TASK DATA →
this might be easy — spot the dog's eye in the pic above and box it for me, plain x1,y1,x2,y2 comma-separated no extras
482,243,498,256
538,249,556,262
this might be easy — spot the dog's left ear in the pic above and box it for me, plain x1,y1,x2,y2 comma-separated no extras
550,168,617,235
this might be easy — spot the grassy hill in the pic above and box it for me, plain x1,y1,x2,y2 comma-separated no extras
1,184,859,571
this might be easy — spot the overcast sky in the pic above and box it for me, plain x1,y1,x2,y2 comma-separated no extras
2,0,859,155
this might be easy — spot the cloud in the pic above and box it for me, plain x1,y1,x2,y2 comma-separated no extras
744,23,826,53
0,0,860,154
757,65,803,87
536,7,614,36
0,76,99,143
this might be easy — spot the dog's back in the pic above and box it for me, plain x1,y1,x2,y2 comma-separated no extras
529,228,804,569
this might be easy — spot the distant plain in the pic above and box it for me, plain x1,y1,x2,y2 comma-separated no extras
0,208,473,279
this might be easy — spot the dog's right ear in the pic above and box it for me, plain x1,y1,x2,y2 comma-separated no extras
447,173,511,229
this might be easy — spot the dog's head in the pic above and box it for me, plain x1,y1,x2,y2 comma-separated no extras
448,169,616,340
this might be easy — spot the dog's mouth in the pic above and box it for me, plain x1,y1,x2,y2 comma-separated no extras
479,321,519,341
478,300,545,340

EXERCISE → Line by line, reproduce the data exactly as given.

RESPONSE TO THE EXERCISE →
this might be easy — spot the dog's eye in the pic above and box it for me, plain x1,y1,x2,y2 comma-separated no extras
482,243,498,256
538,249,556,262
this might be easy — spot the dog's left ear in the pic above and box it for me, plain x1,y1,x2,y2 comma-separated no extras
550,168,617,235
this might be easy — spot the grassy hill in the pic above and box it for me, plain x1,y1,x2,y2 comma-separated no extras
1,184,859,571
this might be easy — spot the overcast sky in the pic above and box it for me, plain x1,y1,x2,y2 comma-separated no extras
2,0,859,155
this might be easy — spot the cloud in the pic above and box it for me, plain x1,y1,x2,y2 comma-separated no extras
744,23,826,53
0,0,860,154
757,65,803,87
536,7,614,36
0,76,99,143
this might be easy — spot the dog's back in the pic above and box it for me, plain x1,y1,x2,y2 comma-separated no extras
529,228,804,569
this might be easy — spot the distant plain in the pic above and box it for me, plain x1,y1,x2,y2 comma-separated no extras
0,208,473,279
this might be easy — spot the dog's right ear in the pic above and box it for me, plain x1,y1,x2,y2 comma-separated no extras
447,173,511,229
this might be easy — spot the dog's head in the pic above and box it for me, plain x1,y1,x2,y2 comma-separated no extras
448,169,616,340
this might be easy — spot the dog's mouth in the pic above and box it for me, plain x1,y1,x2,y2 comma-separated no extras
479,321,519,341
478,300,545,340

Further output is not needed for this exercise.